Problema planteado 1:
Reproduce un fragmento del texto sobre Compañía de Beckett, comenzando en "Un escritor es" y siguiendo hasta "tanto en mostrarnos?" inclusive.
Problema planteado 2:
Prolonga el ensayo sobre Compañía de Beckett a partir del punto en que se detiene.

Texto proporcionado:

_ _ _ _ _

Un escritor es un diseñador. “Ideador ideado ideando todo para la compañía”, reflexiona el texto. Es el texto de Beckett; es decir, ¿por un autor que nos cuenta una narración? ¿El texto está pensado, como, digamos, el texto de Esperando a Godot, para que hable un actor? Este problema es la trama de Compañía. Es el viejo problema del dominio de lo subjetivo o de lo objetivo en una obra de arte. El problema es fugaz: ¿hemos de meditar en la expresividad humanística de Miguel Ángel al contemplar el David, o hemos de olvidar a Miguel Ángel y prestar toda nuestra atención a la imagen de heroísmo, belleza y piedad que el artista se esforzó tanto en mostrarnos?

En cierto sentido, Compañía es la respuesta de Beckett a la biografía de Deirdre Bair, un libro que solo pudo haber sido vergonzoso para él y que a muchos críticos les pareció una escandalosa invasión de su privacidad. Sin embargo, cooperó, en cierto modo, con su redacción. Aceptó no ayudar a Bair ni se interpuso en su camino. Compañía es una meditación sobre el creador y lo creado. La privacidad que un biógrafo parece violar es inviolable. Y mientras que el biógrafo solo puede operar con reportajes y conjeturas, el artista trabaja con el único material que el biógrafo debe evitar: la imaginación.

La imaginación de Beckett siempre se ha distinguido por lo que podríamos llamar un estado de alerta cómico. Comprometido con su disciplina de compresión, de exactitud de palabra y frase, de pulirlo todo hasta la médula, utiliza este cuidado absoluto de la composición como caldo de cultivo de lo cómico. No se permite que se escape ningún chiste, por irónico que sea; no se excluye ninguna ironía, por sardónica que sea.

Compañía reproduce el problema central de Beckett en toda su obra. El hombre, sea lo que sea (¿broma cósmica? ¿títere de un titiritero divino? ¿error de un Dios frívolo y cruel? ¿una criatura un poco menos que los ángeles en majestad que desobediente, obstinada y estúpidamente se ha apartado de toda bendición?), no hay manera de estar seguro de nada. Las obras magistrales Esperando a Godot y Final de partida fueron escritas en torno a la incertidumbre enloquecedoramente burlona de los mitos cristianos. El señor Godot dice que no vendrá hoy, pero que seguramente llegará mañana. Qué religión más angustiosa: promete una llegada. Sus adherentes esperan desde hace 1 955 años un regreso prometido “pronto”. ¿O son 1 950 años, como los contadores del tiempo tienen idiotamente a Cristo nacido en su quinto cumpleaños? ¿Ha Él regresado ya, digamos en 922 o 1934, y estúpidamente nos perdimos el hecho como lo hicieron millones cuando vino por primera vez?

_ _ _ _ _

[Líneas de datos]
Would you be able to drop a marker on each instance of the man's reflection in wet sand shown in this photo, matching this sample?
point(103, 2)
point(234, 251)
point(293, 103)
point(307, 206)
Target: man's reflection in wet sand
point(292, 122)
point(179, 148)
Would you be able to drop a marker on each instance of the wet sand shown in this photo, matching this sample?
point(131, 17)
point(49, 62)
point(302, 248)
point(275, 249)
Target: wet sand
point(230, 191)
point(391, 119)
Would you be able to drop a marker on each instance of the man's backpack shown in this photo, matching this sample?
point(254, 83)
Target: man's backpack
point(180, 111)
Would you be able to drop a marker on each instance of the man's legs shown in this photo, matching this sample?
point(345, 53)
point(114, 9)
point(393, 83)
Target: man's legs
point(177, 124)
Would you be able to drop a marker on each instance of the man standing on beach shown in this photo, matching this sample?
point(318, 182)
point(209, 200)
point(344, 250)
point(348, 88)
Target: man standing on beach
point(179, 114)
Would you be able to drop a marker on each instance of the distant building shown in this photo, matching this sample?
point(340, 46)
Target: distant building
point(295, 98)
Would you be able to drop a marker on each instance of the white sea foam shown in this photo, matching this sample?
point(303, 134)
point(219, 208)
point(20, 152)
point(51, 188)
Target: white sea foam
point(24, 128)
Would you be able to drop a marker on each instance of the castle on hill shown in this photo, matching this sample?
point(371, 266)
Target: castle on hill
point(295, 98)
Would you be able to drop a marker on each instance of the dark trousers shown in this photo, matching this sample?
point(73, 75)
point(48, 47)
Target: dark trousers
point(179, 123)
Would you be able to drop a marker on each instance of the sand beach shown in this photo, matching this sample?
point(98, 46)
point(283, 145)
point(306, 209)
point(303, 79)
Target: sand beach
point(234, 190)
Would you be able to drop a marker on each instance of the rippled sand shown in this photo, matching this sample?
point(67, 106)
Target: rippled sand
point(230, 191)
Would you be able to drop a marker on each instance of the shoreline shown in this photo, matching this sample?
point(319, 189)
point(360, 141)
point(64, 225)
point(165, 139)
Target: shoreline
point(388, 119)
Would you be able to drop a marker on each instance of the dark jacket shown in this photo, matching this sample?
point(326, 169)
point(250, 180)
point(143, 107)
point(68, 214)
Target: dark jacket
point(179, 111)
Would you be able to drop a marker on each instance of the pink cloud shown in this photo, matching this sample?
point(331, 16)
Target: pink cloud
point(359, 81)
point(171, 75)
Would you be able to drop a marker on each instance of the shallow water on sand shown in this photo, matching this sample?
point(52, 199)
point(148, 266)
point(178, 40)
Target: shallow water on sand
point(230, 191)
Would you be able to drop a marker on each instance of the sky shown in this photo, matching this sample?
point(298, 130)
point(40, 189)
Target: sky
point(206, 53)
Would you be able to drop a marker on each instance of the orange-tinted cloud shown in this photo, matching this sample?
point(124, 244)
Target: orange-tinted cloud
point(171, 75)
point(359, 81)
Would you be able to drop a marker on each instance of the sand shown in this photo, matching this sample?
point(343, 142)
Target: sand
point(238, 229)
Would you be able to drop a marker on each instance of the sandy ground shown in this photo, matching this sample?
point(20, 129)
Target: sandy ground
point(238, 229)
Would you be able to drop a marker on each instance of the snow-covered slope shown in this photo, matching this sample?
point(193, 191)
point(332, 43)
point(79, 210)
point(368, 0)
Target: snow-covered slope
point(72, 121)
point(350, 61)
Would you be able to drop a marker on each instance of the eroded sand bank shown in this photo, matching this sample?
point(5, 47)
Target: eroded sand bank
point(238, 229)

_ _ _ _ _

Respuesta 1:
Un escritor es un diseñador. “Ideador ideado ideando todo para la compañía”, reflexiona el texto. Es el texto de Beckett; es decir, ¿por un autor que nos cuenta una narración? ¿El texto está pensado, como, digamos, el texto de Esperando a Godot, para que hable un actor? Este problema es la trama de Compañía. Es el viejo problema del dominio de lo subjetivo o de lo objetivo en una obra de arte. El problema es fugaz: ¿hemos de meditar en la expresividad humanística de Miguel Ángel al contemplar el David, o hemos de olvidar a Miguel Ángel y prestar toda nuestra atención a la imagen de heroísmo, belleza y piedad que el artista se esforzó tanto en mostrarnos?

Respuesta 2:
Final de partida es una crucifixión en cámara lenta –no todo, solo el momento en que Cristo gritó desesperado–. El ser de espaldas en la oscuridad en Compañía considera todas las posibilidades de conocer su identidad y condición, excepto la de ser retenido contra la pared de una centrífuga, con el giro del tiempo acelerado para retenerlo allí (como, por ejemplo, la velocidad de ese segundero en comparación con el tictac más lento del tiempo tal como estamos condenados a percibirlo). Y no un muro, sino una cruz. “¿Qué tipo de imaginación es esta tan oculta por la razón?”, alguien pregunta en Compañía. Y alguien responde: “Una de su tipo”.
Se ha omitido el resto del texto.